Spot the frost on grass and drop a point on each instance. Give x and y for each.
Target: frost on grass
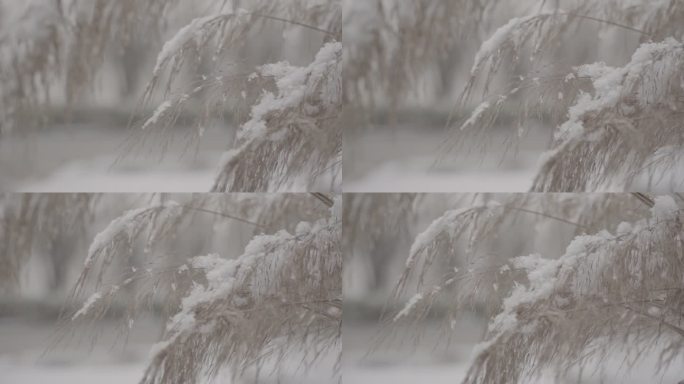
(291, 132)
(57, 50)
(157, 220)
(292, 140)
(612, 125)
(87, 305)
(282, 295)
(619, 286)
(631, 115)
(280, 299)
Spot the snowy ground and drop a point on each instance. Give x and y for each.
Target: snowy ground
(96, 159)
(25, 358)
(404, 160)
(408, 364)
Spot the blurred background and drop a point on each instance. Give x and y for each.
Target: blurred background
(38, 344)
(407, 81)
(91, 141)
(437, 350)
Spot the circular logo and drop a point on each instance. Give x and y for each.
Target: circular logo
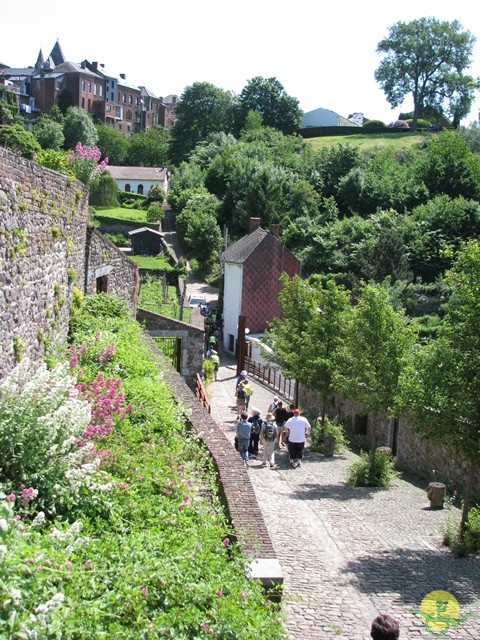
========
> **What is being asked**
Line count for the string "logo": please say how many lines in the entries above contain it, with no other words.

> **Answer to the exercise**
2